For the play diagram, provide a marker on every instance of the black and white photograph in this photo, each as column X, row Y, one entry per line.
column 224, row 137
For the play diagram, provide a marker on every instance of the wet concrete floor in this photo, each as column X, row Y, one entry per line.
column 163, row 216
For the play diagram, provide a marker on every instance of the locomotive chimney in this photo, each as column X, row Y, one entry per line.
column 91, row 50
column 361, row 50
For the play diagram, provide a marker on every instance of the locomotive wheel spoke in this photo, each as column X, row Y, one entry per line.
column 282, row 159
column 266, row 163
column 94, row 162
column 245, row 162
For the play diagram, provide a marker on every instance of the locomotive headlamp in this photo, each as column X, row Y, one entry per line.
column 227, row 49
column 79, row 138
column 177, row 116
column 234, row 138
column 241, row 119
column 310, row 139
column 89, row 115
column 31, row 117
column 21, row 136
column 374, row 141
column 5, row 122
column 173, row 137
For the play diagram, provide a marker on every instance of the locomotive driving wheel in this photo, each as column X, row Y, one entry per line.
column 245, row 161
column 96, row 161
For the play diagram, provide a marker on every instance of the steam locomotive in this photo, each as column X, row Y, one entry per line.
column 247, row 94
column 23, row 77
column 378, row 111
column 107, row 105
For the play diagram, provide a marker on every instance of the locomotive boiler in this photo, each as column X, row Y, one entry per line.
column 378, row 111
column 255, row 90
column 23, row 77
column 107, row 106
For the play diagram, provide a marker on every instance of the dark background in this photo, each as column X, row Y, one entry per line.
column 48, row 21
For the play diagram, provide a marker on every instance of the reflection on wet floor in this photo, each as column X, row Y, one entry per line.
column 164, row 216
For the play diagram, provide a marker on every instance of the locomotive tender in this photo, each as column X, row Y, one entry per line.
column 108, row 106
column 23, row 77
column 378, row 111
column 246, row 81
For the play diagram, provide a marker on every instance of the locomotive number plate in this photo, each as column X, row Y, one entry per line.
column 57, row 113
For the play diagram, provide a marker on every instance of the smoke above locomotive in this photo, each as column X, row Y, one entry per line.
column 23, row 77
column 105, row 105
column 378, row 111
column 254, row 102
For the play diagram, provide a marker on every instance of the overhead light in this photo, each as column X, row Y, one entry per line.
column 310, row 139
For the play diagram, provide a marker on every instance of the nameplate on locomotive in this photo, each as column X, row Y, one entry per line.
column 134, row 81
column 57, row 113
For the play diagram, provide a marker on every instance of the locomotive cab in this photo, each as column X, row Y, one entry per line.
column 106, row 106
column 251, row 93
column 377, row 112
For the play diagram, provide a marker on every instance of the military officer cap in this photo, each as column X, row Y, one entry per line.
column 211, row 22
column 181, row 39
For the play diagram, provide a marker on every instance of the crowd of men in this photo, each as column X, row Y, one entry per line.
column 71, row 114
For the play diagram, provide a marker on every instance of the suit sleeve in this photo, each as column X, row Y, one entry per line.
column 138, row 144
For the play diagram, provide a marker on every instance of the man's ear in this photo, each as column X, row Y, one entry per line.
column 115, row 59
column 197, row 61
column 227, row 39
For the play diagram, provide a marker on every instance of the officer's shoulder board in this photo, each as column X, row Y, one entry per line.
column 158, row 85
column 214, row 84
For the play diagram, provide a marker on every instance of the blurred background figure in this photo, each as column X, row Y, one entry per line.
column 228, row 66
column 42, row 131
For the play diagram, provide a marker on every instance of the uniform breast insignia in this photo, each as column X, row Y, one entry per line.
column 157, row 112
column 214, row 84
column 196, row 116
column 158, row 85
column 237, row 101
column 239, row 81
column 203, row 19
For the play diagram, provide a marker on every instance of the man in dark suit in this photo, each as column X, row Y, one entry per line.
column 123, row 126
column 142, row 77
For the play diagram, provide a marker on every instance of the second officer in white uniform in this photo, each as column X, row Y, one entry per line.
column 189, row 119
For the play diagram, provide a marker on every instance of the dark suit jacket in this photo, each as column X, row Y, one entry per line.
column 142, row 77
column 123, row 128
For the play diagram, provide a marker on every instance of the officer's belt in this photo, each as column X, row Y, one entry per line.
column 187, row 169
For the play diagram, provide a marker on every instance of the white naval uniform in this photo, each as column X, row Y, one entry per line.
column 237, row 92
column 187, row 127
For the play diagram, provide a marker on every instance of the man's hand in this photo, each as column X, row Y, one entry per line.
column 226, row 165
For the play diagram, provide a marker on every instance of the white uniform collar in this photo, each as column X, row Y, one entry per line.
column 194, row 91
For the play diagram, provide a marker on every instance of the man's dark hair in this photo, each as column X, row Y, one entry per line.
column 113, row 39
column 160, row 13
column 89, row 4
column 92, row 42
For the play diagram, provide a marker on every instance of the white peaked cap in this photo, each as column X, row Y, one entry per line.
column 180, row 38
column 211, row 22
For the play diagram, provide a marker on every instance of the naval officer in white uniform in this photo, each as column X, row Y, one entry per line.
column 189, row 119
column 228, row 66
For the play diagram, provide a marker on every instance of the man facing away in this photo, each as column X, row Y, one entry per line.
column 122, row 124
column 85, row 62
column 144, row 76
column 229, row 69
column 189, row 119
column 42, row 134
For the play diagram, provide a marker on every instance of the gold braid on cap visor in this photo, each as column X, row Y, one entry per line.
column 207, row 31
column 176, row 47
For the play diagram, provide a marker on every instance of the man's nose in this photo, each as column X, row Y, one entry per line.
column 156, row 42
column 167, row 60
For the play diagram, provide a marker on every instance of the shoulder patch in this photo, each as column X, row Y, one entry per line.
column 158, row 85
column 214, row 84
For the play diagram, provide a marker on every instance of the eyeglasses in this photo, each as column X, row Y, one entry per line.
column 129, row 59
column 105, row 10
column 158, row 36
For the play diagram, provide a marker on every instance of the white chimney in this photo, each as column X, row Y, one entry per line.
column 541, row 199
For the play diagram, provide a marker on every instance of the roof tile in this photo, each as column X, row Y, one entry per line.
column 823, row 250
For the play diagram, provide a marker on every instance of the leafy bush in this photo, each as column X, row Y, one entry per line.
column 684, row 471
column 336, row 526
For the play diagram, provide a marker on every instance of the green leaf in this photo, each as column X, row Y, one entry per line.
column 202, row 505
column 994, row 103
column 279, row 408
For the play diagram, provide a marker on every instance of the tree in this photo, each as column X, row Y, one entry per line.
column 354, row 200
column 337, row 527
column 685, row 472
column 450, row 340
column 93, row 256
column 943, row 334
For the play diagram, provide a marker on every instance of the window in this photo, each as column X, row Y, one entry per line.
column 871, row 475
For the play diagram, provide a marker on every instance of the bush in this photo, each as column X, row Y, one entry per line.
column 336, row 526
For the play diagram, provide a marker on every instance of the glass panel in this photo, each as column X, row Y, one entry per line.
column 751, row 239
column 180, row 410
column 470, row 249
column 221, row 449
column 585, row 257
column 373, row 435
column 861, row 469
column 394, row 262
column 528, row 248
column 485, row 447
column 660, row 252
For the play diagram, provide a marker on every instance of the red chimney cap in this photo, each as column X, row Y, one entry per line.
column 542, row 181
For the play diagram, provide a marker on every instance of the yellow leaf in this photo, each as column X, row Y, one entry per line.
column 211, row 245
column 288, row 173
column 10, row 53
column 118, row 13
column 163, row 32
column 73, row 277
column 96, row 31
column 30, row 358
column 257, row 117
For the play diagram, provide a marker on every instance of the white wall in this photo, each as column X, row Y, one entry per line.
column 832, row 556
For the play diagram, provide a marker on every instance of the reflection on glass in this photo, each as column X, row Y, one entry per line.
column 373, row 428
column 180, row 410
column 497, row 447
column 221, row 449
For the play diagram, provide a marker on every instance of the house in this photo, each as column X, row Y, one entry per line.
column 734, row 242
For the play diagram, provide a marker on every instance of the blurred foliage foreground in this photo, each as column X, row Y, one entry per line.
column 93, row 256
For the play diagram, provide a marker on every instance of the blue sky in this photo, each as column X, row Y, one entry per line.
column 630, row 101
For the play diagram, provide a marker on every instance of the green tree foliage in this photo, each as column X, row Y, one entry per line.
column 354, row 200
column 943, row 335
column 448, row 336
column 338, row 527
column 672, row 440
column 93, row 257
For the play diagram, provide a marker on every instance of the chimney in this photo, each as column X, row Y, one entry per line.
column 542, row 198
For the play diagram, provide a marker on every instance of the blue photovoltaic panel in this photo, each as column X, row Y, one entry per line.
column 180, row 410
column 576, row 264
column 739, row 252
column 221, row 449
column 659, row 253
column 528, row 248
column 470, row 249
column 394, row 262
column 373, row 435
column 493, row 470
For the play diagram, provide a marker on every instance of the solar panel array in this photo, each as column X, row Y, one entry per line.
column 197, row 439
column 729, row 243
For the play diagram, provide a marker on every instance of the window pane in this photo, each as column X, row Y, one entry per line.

- **TASK BRIEF**
Repeat exactly, and only, the lines from the line with "of the solar" through the end of the listing above, both ends included.

- **ANSWER TO THE TASK**
For the play diagram, provide a marker on every instance of the solar panel array in this photo, each as column X, row Y, one entry per line.
column 197, row 439
column 729, row 243
For the play diagram, provide a marker on every instance of the window pane in this photo, each as column X, row Y, one entry per line.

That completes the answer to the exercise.